## begin

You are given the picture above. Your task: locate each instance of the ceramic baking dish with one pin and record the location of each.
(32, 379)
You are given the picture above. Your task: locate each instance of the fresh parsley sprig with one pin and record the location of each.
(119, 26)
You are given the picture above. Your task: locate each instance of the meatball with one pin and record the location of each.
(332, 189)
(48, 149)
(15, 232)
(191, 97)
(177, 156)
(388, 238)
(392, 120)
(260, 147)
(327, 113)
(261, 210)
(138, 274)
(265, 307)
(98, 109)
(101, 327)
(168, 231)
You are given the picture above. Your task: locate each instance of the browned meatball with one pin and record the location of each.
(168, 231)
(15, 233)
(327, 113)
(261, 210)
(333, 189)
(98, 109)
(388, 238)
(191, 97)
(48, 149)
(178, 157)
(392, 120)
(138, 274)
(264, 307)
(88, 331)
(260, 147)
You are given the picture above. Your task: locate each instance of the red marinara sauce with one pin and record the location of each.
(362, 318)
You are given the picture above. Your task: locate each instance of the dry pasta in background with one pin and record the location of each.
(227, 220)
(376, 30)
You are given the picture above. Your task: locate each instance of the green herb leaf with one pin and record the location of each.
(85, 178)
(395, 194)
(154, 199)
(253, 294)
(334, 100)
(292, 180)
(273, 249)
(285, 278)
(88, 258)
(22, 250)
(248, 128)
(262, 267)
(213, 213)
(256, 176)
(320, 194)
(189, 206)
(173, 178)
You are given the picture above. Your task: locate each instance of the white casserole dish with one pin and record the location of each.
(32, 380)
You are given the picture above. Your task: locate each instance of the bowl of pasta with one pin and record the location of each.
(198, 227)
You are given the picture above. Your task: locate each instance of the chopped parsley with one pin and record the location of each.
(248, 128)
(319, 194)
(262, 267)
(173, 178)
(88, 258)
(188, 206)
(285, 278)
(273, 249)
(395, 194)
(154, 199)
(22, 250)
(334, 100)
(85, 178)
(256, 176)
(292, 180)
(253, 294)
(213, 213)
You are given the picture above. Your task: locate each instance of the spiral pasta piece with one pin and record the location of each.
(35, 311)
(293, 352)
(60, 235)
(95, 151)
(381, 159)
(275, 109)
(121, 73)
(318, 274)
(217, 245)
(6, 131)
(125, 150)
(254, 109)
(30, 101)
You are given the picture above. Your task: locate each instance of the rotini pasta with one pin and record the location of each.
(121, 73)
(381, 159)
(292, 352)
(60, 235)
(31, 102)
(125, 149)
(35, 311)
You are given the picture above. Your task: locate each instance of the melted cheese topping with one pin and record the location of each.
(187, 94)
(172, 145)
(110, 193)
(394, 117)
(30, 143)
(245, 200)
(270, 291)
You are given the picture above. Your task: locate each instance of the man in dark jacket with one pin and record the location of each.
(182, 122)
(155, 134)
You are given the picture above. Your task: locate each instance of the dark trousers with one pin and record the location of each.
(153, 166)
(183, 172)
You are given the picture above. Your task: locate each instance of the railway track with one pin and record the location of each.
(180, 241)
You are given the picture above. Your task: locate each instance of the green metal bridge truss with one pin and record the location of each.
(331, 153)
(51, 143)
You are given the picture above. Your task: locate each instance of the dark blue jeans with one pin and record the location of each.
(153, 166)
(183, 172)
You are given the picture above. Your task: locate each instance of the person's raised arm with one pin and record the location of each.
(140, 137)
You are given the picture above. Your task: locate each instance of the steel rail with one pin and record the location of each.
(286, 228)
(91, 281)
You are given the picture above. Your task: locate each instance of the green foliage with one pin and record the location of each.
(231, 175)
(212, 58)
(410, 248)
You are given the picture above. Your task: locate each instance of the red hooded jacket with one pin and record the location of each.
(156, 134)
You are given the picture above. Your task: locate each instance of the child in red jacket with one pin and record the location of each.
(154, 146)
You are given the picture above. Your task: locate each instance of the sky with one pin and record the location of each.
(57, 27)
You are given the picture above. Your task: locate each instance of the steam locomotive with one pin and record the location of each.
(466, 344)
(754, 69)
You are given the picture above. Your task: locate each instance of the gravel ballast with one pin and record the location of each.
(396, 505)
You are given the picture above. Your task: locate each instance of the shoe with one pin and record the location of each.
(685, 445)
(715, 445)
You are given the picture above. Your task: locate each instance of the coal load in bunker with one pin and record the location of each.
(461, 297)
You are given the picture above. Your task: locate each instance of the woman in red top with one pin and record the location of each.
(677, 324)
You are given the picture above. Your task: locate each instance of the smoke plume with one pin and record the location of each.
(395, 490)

## end

__Job__
Rewrite every line of the records above as a JSON list of strings, one string per line, omitting blank lines.

__Answer for the task__
[
  "You are given the picture above. Your task: locate each instance of the ceramic baking dish with one pin and record the location of each.",
  "(32, 379)",
  "You are given the picture above. Your task: locate each instance of the fresh parsley sprig with one pin and record the location of each.",
  "(119, 26)",
  "You are given the picture above. Your task: locate each instance of the meatball with one pin and record the location of each.",
  "(332, 189)",
  "(48, 149)",
  "(15, 232)",
  "(191, 97)",
  "(177, 156)",
  "(388, 238)",
  "(392, 120)",
  "(260, 147)",
  "(327, 113)",
  "(261, 210)",
  "(138, 274)",
  "(265, 307)",
  "(98, 109)",
  "(101, 327)",
  "(168, 231)",
  "You are given the picture above. Your task: locate each instance of the browned meatball with one pin and record the location of each.",
  "(168, 231)",
  "(15, 233)",
  "(327, 113)",
  "(261, 210)",
  "(333, 189)",
  "(98, 109)",
  "(388, 238)",
  "(191, 97)",
  "(48, 149)",
  "(178, 157)",
  "(392, 120)",
  "(138, 274)",
  "(264, 307)",
  "(88, 331)",
  "(260, 147)",
  "You are given the picture above. Your task: locate each instance of the red marinara sauce with one pin and record the location of each.",
  "(362, 318)",
  "You are given the picture above. Your task: locate each instance of the dry pasta in background with one pin and record the location of each.",
  "(227, 220)",
  "(376, 30)",
  "You are given the picture above. Your task: locate each instance of the green herb leaf with one pin and record the location of each.",
  "(85, 178)",
  "(395, 194)",
  "(154, 199)",
  "(253, 294)",
  "(334, 100)",
  "(292, 180)",
  "(273, 249)",
  "(285, 278)",
  "(88, 258)",
  "(22, 250)",
  "(248, 128)",
  "(262, 267)",
  "(213, 213)",
  "(256, 176)",
  "(320, 194)",
  "(189, 206)",
  "(173, 178)",
  "You are given the picture above. Your task: locate each instance of the white casserole dish with one pin and record the location of each.",
  "(32, 380)",
  "You are given the picture above. Your task: locate each instance of the bowl of pasta with one pin and record the location of each.",
  "(198, 227)",
  "You are given the picture above. Your task: locate each instance of the chopped parsley with one pin and record the location of each.",
  "(248, 128)",
  "(319, 194)",
  "(262, 267)",
  "(173, 178)",
  "(88, 258)",
  "(188, 206)",
  "(285, 278)",
  "(273, 249)",
  "(395, 194)",
  "(154, 199)",
  "(22, 250)",
  "(334, 100)",
  "(85, 178)",
  "(256, 176)",
  "(292, 180)",
  "(253, 294)",
  "(213, 213)",
  "You are given the picture above. Your task: locate each instance of the spiral pasta piece with one pin and record the location of each.",
  "(35, 311)",
  "(293, 352)",
  "(60, 235)",
  "(95, 151)",
  "(381, 159)",
  "(275, 109)",
  "(121, 73)",
  "(318, 274)",
  "(217, 245)",
  "(6, 131)",
  "(125, 150)",
  "(254, 109)",
  "(30, 101)",
  "You are given the picture above. Your task: locate each instance of the rotini pasta with one pin and record the location of each.",
  "(121, 73)",
  "(381, 159)",
  "(292, 352)",
  "(60, 235)",
  "(31, 102)",
  "(125, 149)",
  "(35, 311)",
  "You are given the picture above. Your task: locate each instance of the melted cheese topping with one pin and record the location of each.",
  "(187, 94)",
  "(172, 145)",
  "(110, 193)",
  "(394, 117)",
  "(30, 143)",
  "(245, 200)",
  "(270, 291)",
  "You are given the picture above. Your task: locate each instance of the man in dark jacket with one pin and record the location of each.",
  "(182, 122)",
  "(155, 134)",
  "You are given the picture above. Your task: locate each instance of the dark trousers with one pin and record the location of each.",
  "(153, 166)",
  "(183, 172)",
  "You are given the picture above. Your task: locate each instance of the railway track with one pin and record the location of each.",
  "(180, 241)",
  "You are given the picture above. Your task: locate each instance of the green metal bridge truss with one pin and record the location of each.",
  "(331, 153)",
  "(51, 143)",
  "You are given the picture above. Your task: locate each instance of the dark blue jeans with one pin and record the location of each.",
  "(153, 166)",
  "(183, 172)",
  "You are given the picture above. Your task: locate each instance of the person's raised arm with one pin and record the location of each.",
  "(140, 137)",
  "You are given the picture above. Your task: locate each instance of the steel rail with one pin and record the location of each.",
  "(286, 228)",
  "(91, 281)",
  "You are given the picture above. Your task: locate each instance of the green foliage with one pin and record the location of each.",
  "(231, 175)",
  "(212, 58)",
  "(410, 248)",
  "You are given the picture above. Your task: locate each instance of the red hooded jacket with one pin and record the location of each.",
  "(156, 134)",
  "You are given the picture above. Your task: locate each instance of the child in red jacket with one pin and record the location of each.",
  "(154, 146)",
  "You are given the picture above. Your task: locate each instance of the sky with one pin and record the location of each.",
  "(57, 27)",
  "You are given the picture above. Your task: locate each instance of the steam locomotive with one pin and record the location of each.",
  "(466, 344)",
  "(754, 69)",
  "You are given the picture above. Your task: locate each instance of the gravel ballast with one pin and record the location of each.",
  "(396, 505)",
  "You are given the picture above. Your task: locate each instance of the shoe with one pin and record the location of each.",
  "(685, 445)",
  "(715, 445)",
  "You are given the picture above. Your task: locate each instance of the coal load in bunker with one pin and record the location of each.",
  "(461, 297)",
  "You are given the picture above. Your task: locate each instance of the woman in red top with one pin and record the location of each.",
  "(677, 324)",
  "You are given the picture above. Your task: locate each instance of the smoke plume with one pin and record the location of each.",
  "(395, 490)"
]